DATA SECTION
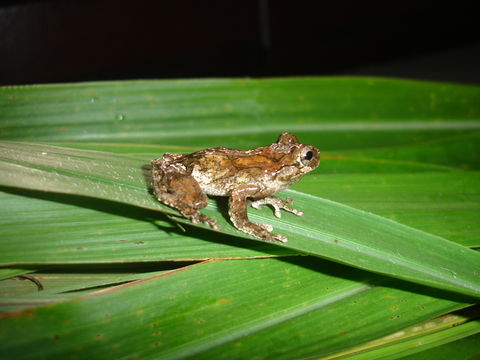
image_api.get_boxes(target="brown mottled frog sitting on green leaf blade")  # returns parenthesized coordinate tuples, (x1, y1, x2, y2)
(151, 132, 320, 243)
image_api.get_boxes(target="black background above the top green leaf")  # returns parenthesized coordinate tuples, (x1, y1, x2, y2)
(0, 0, 480, 85)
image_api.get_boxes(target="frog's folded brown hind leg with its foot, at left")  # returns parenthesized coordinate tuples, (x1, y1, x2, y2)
(152, 159, 220, 230)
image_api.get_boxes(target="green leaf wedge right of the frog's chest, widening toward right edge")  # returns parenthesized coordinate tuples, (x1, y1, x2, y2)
(294, 171, 480, 246)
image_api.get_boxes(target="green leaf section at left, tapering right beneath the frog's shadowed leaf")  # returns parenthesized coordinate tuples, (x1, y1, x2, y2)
(0, 188, 297, 264)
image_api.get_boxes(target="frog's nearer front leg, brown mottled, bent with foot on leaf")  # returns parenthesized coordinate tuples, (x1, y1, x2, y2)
(228, 185, 288, 243)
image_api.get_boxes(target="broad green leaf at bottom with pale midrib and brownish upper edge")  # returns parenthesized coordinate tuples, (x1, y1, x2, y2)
(0, 257, 472, 359)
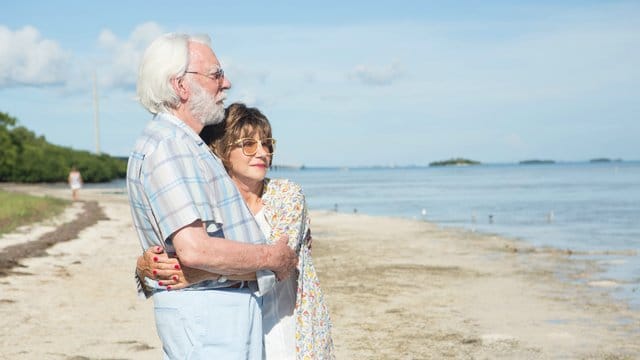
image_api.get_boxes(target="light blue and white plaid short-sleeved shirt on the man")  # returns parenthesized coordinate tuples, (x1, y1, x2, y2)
(127, 113, 275, 294)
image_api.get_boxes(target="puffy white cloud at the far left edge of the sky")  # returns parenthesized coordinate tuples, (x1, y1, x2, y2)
(0, 26, 70, 88)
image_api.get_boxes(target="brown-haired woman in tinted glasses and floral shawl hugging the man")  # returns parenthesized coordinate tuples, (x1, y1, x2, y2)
(137, 104, 333, 359)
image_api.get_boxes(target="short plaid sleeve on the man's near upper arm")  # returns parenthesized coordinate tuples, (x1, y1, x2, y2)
(142, 138, 215, 240)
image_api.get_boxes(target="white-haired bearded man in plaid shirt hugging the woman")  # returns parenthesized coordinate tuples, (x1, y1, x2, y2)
(127, 34, 297, 359)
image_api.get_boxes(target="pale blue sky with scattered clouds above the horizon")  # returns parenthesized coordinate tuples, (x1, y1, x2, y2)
(0, 0, 640, 166)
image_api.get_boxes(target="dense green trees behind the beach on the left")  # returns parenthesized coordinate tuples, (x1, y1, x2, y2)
(0, 112, 127, 183)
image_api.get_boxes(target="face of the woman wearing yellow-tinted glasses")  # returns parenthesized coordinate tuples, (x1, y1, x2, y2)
(229, 134, 271, 185)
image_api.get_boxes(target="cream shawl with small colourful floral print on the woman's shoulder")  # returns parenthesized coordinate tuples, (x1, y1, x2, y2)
(262, 179, 334, 359)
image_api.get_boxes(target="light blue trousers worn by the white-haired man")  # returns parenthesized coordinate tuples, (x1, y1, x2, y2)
(152, 288, 263, 360)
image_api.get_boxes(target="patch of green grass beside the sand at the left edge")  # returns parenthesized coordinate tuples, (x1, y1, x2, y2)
(0, 190, 69, 234)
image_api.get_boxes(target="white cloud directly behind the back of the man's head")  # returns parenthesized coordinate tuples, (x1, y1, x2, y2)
(97, 22, 164, 88)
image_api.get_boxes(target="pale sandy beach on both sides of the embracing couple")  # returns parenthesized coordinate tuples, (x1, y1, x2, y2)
(0, 184, 640, 360)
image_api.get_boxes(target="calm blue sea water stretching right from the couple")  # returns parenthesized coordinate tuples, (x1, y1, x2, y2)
(270, 162, 640, 307)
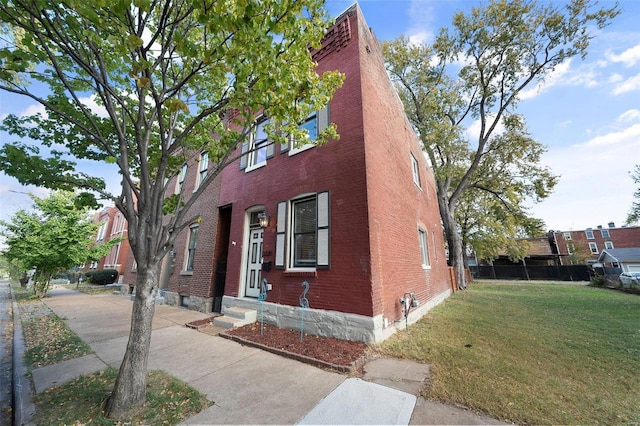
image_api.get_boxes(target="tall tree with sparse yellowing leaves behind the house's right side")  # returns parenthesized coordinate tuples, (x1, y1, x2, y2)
(383, 0, 618, 289)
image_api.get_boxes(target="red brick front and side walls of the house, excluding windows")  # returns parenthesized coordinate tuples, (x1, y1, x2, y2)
(220, 4, 449, 321)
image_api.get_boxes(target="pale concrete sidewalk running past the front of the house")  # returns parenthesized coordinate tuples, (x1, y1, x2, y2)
(15, 288, 502, 425)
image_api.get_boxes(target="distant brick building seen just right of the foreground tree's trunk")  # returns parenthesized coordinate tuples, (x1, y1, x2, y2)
(83, 206, 133, 282)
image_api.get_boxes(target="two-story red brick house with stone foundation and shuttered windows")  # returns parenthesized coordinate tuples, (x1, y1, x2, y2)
(126, 4, 452, 342)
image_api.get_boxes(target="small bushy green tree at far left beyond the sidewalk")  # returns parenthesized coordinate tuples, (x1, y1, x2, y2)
(0, 191, 114, 298)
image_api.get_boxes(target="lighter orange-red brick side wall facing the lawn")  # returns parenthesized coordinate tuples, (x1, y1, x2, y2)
(358, 11, 450, 320)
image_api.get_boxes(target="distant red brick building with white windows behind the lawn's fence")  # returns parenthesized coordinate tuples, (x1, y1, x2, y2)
(554, 222, 640, 265)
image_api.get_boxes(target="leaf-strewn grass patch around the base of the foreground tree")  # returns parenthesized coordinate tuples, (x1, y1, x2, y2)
(34, 369, 211, 425)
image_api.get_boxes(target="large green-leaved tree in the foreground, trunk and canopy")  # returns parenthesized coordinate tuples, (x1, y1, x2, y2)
(0, 0, 342, 418)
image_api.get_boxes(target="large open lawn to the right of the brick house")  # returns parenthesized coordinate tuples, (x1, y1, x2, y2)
(379, 283, 640, 424)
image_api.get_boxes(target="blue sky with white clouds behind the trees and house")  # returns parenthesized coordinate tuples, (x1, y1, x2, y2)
(0, 0, 640, 230)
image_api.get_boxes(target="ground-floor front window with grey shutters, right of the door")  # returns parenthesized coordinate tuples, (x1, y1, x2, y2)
(275, 192, 330, 270)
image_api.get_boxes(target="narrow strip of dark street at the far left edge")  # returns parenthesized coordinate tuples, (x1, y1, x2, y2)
(0, 280, 13, 425)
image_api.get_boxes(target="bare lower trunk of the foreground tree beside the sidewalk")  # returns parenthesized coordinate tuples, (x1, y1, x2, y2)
(104, 267, 158, 420)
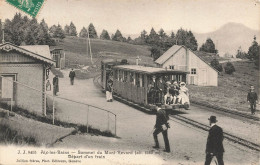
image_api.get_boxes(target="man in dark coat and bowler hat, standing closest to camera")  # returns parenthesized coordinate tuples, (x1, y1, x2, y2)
(205, 116, 224, 165)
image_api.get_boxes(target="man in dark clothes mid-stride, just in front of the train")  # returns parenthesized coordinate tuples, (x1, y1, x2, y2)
(153, 107, 171, 152)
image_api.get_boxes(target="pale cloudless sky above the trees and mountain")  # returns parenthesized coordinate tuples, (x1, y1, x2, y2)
(0, 0, 260, 35)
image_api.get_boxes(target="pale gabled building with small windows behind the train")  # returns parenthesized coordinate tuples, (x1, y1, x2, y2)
(155, 45, 218, 86)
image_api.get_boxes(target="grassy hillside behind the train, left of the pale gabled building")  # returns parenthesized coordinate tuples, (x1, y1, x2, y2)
(53, 37, 153, 65)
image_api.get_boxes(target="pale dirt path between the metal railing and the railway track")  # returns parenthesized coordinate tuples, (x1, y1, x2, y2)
(48, 71, 258, 164)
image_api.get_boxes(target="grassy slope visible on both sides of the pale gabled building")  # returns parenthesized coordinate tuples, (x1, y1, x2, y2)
(59, 37, 258, 111)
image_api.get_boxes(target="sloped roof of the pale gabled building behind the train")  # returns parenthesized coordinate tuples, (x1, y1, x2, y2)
(155, 45, 219, 72)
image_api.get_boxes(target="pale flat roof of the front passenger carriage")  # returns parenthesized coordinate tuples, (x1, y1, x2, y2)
(114, 65, 189, 74)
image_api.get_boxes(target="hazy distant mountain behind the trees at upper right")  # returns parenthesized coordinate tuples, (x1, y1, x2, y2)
(194, 23, 260, 56)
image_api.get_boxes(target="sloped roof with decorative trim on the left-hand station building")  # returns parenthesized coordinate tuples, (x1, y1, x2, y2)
(0, 42, 55, 65)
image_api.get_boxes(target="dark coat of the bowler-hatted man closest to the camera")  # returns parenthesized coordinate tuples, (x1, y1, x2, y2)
(206, 125, 225, 154)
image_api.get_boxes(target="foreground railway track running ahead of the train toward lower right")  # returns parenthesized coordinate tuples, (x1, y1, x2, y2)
(170, 115, 260, 151)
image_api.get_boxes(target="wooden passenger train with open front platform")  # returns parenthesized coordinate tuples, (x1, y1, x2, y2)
(101, 59, 189, 111)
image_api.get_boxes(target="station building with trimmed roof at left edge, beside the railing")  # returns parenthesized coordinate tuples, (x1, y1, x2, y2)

ABOUT THIS TASK
Having located the line containing "railway track running", set it down along with every line after it through the end of the data, reproducing each exactly.

TASK RESULT
image_api.get_boxes(target="foreground railway track running ahead of the train toward lower right")  # returns parenthesized coordinate tuples, (x1, y1, x2, y2)
(170, 115, 260, 151)
image_api.get_boxes(target="wooden passenger train with open front platform")  # returns parenthesized coordinate tuples, (x1, y1, x2, y2)
(101, 59, 189, 111)
image_api.get_boxes(target="station building with trimmed roof at left edge, beside the railing")  # returns parenthesized coordinate tuples, (x1, y1, x2, y2)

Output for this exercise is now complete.